*Requirements*
Only those lines running from the line that contains "Category: green grass" through the end of the material are to be written out, each exactly as shown.

Lines of data:
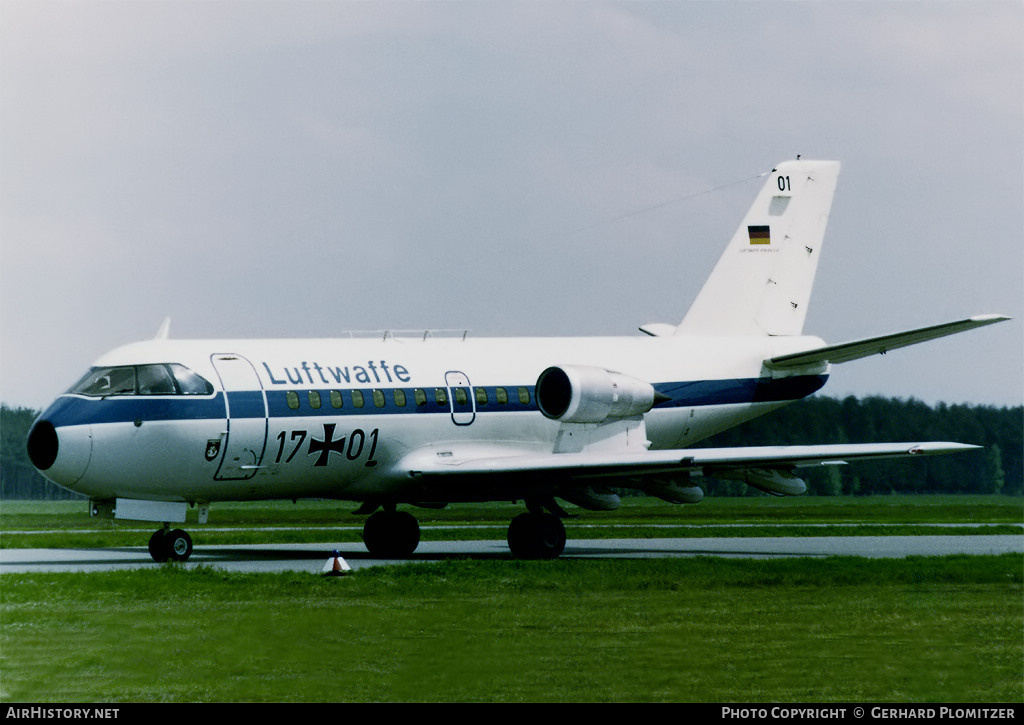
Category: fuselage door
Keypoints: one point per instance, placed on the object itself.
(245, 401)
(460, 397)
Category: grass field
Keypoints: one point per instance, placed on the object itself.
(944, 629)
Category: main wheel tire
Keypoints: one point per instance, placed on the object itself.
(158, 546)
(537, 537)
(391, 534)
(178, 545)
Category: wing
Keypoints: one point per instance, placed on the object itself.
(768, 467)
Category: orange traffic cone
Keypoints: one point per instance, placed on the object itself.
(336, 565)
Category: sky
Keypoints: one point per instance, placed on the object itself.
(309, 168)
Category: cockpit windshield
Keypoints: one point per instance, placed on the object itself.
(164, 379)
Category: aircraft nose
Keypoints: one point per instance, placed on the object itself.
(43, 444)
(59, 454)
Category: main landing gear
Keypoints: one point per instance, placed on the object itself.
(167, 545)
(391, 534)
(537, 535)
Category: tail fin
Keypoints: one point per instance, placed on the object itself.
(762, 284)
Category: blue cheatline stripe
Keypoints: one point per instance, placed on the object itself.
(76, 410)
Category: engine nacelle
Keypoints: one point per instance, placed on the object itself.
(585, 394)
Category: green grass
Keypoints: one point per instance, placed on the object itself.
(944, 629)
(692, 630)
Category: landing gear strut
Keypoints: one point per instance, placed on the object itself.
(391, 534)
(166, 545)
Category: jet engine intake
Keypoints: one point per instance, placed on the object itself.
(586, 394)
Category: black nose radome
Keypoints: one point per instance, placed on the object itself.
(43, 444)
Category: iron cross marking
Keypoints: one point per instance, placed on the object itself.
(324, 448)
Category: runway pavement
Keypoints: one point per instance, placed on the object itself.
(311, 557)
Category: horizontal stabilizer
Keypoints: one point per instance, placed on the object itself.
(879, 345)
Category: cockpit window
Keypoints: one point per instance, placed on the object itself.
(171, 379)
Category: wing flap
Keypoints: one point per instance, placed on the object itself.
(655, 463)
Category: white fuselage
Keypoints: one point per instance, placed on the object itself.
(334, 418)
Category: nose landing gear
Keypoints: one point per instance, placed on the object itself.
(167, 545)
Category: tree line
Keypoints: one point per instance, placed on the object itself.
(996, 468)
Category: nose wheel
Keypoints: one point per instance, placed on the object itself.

*Task output*
Category: green grass
Keypoints: one point per instance, placed on the object itself.
(944, 629)
(692, 630)
Category: landing gear strut
Keypoints: one point per instance, placed on the object itself.
(391, 534)
(166, 545)
Category: jet engine intake
Keypoints: one point per instance, placed on the object itself.
(586, 394)
Category: black nose radome
Keypoints: one point per instance, placed on the object itself.
(43, 444)
Category: iron cross marking
Keypoints: one point per instance, placed on the object itself.
(324, 448)
Category: runway pavement
Keypoints: one point per instance, placed on the object itself.
(311, 557)
Category: horizontal stabilizer
Keypoints: one point per instance, placed on the object itself.
(879, 345)
Category: cockpit window
Keypoints: one point per instance, placed on the object itself.
(171, 379)
Category: wing flap
Keypoints: one point per instance, placed on the object itself.
(655, 463)
Category: white fuselage
Keypoints: one point per instance, placed on the object itself.
(334, 418)
Category: nose landing gear
Keypoints: one point per instance, placed on the object itself.
(167, 545)
Category: tree line
Keypoints: one point per instance, placed on the object itself.
(996, 468)
Category: nose wheel
Keypoints: one point per instance, placed on the object itself.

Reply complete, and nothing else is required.